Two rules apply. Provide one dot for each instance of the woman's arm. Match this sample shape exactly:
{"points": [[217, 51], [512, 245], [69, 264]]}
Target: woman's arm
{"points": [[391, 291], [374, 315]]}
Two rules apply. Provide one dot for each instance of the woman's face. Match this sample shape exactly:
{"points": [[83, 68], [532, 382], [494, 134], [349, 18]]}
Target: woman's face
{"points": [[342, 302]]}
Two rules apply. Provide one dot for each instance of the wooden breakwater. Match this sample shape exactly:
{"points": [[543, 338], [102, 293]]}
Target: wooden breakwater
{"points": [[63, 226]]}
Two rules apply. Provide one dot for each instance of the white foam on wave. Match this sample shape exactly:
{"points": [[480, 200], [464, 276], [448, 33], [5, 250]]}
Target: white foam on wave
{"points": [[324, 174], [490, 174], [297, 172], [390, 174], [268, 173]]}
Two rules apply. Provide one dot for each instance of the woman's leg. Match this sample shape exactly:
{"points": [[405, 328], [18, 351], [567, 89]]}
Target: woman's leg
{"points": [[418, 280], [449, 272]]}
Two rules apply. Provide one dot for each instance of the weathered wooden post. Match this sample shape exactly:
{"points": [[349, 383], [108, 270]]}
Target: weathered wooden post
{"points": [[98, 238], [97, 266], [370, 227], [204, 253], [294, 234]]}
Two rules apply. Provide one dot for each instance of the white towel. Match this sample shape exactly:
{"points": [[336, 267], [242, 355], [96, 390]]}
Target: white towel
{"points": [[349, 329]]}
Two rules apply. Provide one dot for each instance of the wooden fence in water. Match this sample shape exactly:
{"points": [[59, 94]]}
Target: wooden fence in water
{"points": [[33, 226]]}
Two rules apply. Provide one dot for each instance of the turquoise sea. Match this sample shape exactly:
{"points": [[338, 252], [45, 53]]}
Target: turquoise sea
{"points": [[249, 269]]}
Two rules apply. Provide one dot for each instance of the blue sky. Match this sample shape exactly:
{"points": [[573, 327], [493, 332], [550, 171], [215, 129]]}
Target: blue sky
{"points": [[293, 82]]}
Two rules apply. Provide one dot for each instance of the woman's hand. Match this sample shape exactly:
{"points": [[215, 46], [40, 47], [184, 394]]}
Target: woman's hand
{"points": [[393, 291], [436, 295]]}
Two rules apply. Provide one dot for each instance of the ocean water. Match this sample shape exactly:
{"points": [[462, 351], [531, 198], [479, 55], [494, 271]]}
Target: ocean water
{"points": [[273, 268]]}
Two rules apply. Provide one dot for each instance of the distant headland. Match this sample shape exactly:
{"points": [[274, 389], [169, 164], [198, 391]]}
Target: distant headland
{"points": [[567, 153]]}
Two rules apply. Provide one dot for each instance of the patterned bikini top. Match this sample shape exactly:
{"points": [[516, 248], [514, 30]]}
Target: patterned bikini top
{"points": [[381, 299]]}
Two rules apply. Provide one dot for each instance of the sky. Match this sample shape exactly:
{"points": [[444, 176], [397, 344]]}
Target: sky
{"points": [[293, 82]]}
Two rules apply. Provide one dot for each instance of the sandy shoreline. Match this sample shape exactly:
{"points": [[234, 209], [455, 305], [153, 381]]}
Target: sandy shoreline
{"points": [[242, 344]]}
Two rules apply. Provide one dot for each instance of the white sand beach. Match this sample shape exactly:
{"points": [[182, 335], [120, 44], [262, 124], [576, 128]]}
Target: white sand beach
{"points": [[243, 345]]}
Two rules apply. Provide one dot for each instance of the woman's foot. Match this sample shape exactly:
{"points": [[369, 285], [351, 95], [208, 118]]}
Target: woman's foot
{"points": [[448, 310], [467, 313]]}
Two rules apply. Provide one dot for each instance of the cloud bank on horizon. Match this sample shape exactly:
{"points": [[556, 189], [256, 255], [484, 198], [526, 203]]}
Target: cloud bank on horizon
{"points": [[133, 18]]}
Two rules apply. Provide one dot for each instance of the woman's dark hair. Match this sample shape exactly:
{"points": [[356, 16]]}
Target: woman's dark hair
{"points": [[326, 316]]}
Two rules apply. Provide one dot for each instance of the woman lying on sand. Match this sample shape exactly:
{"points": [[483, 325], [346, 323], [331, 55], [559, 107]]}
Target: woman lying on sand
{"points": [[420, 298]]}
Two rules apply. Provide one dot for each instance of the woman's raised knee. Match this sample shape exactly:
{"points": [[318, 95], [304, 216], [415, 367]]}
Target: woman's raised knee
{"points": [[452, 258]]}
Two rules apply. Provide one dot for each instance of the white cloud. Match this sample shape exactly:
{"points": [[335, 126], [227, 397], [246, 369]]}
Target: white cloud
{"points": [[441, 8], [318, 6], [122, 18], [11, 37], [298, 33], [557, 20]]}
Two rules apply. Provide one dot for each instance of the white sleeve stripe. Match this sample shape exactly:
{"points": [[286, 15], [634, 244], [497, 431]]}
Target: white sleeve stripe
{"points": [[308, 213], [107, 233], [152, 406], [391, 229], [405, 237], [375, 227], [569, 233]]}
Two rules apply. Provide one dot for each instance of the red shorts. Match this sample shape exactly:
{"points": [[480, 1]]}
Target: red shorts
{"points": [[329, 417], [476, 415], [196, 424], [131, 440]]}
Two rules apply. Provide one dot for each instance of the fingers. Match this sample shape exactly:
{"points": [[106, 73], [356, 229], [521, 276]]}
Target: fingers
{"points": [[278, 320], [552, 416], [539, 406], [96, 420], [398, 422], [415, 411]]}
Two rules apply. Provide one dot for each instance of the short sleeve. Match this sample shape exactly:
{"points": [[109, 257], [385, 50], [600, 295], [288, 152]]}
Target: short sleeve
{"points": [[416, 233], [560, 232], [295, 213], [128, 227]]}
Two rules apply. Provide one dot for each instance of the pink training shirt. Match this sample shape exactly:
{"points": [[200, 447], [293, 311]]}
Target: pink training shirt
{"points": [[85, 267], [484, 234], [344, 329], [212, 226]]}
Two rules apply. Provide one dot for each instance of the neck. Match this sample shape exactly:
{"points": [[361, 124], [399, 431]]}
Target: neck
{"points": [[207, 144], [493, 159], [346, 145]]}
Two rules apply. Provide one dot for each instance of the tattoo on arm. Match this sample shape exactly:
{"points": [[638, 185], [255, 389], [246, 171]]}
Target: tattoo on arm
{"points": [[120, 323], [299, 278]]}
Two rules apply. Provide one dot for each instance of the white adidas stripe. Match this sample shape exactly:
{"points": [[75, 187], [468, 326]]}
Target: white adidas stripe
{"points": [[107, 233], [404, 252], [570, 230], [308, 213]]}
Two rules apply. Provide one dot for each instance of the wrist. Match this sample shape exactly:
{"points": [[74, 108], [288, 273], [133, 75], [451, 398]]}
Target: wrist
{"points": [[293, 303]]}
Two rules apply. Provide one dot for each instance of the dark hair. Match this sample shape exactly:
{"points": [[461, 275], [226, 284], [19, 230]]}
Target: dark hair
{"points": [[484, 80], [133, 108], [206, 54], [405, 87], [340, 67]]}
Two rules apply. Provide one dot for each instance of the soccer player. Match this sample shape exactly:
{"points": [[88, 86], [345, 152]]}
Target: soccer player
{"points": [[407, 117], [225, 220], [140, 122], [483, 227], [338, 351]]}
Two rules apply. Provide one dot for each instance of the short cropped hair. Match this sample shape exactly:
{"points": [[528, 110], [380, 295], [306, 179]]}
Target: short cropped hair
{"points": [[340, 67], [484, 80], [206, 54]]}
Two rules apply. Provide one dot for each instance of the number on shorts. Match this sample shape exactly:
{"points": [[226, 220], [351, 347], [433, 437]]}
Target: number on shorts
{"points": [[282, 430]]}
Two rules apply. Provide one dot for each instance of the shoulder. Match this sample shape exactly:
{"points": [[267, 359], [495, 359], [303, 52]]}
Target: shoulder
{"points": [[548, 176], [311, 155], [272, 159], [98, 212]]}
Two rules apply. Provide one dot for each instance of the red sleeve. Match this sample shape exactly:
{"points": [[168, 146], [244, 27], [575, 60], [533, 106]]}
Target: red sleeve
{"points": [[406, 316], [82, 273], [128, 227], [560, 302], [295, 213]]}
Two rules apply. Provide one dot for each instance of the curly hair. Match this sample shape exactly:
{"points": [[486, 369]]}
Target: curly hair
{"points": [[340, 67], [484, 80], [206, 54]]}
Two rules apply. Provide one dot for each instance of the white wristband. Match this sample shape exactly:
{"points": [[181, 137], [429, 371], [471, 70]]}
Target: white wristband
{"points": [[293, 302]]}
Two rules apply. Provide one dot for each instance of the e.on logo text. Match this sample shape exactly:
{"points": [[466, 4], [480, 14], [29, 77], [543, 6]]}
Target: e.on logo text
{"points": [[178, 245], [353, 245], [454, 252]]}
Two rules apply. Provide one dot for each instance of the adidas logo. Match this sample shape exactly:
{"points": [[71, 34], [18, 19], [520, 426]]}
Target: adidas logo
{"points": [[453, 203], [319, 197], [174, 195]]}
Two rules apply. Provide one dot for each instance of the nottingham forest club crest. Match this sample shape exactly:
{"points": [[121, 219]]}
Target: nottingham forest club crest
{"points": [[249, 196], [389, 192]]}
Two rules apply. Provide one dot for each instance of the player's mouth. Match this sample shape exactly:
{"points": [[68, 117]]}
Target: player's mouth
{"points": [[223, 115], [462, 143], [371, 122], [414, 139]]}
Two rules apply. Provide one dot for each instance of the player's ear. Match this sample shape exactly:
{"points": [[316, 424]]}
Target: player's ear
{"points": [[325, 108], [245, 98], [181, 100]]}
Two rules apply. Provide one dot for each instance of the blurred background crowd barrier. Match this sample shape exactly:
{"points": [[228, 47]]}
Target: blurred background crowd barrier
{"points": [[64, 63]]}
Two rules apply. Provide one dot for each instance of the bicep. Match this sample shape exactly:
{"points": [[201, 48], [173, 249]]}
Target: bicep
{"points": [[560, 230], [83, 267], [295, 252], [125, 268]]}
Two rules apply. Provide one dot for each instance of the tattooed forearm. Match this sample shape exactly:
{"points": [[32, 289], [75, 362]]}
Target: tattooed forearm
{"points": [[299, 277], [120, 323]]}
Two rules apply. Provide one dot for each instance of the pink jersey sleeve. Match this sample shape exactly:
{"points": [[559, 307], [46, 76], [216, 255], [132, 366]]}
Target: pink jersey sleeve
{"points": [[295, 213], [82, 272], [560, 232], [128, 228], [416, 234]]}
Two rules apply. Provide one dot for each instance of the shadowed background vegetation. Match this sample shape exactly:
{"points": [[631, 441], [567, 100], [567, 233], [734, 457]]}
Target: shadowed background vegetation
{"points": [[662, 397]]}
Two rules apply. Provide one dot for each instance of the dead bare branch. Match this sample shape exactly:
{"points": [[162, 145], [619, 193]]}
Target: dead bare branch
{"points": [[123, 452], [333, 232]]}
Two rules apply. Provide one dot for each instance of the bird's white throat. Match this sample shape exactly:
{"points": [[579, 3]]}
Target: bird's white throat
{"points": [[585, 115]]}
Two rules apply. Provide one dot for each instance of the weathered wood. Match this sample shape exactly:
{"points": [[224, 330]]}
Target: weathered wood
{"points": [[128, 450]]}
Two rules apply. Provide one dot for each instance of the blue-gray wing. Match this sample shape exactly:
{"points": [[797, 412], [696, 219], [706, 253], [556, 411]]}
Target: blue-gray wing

TASK TO CARRY OUT: Determine how many of the lines above hold the word "gray", and output that number by itself.

EXERCISE RESULT: 2